● CHALLENGE 1
In the bug report below, which models and GPUs were used for the performance benchmark?

● DOCUMENT EXCERPT
# # # # # # #

Checklist

[x] 1. I have searched related issues but cannot get the expected help.
[x] 2. The bug has not been fixed in the latest version.
[x] 3. Please note that if the bug-related issue you submitted lacks corresponding environment info and a minimal reproducible demo, it will be challenging for us to reproduce and resolve the issue, reducing the likelihood of receiving feedback.
[x] 4. If the issue you raised is not a bug but a question, please raise a discussion at https://github.com/sgl-project/sglang/discussions/new/choose Otherwise, it will be closed.
[x] 5. Please use English, otherwise it will be closed.

Describe the bug

SGLang adopts FA3 as the default attention backend in its latest release. However, it shows that its performance falls short of expectations, particularly when compared to the FlashInfer attention backend. Performance benchmark was conducted using the Qwen3 models on the Hopper GPUs.

# # # # # # #

● PROVIDED DATA
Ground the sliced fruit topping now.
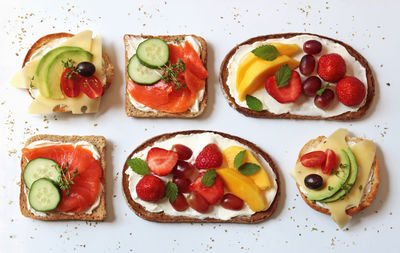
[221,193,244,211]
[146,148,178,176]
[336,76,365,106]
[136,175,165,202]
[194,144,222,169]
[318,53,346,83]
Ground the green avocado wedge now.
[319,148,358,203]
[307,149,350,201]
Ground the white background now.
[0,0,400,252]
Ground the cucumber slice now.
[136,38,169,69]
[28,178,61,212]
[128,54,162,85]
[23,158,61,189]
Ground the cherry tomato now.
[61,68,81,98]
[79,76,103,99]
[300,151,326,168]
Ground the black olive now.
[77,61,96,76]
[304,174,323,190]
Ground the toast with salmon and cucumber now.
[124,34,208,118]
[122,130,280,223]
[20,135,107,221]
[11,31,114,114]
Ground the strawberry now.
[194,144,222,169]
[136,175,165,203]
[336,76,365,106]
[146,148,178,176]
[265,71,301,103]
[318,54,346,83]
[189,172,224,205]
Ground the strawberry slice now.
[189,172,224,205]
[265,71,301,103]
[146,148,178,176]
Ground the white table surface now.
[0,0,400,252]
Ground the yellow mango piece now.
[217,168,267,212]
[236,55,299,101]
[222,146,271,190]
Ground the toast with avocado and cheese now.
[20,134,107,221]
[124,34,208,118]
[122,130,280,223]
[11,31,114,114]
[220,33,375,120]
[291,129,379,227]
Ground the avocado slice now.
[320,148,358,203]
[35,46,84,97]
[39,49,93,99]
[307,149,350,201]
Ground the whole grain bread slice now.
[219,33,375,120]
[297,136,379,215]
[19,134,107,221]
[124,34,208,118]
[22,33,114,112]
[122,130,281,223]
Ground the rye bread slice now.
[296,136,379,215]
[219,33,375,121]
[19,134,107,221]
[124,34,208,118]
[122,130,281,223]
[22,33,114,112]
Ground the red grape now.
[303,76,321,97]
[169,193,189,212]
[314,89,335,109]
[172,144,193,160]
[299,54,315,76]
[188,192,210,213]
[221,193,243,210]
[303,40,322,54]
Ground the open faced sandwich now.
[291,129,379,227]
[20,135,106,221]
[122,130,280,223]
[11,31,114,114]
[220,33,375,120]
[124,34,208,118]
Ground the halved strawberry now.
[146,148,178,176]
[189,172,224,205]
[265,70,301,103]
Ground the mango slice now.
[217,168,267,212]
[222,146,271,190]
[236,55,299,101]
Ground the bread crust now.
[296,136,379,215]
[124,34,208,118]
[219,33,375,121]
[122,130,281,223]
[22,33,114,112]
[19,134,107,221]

# # # # # # #

● CHALLENGE 2
Which lines in the entries above contain the word "avocado"? Gather every one of them.

● TASK RESULT 1
Qwen3 models on Hopper GPUs.

● TASK RESULT 2
Ground the green avocado wedge now.
Ground the toast with avocado and cheese now.
Ground the avocado slice now.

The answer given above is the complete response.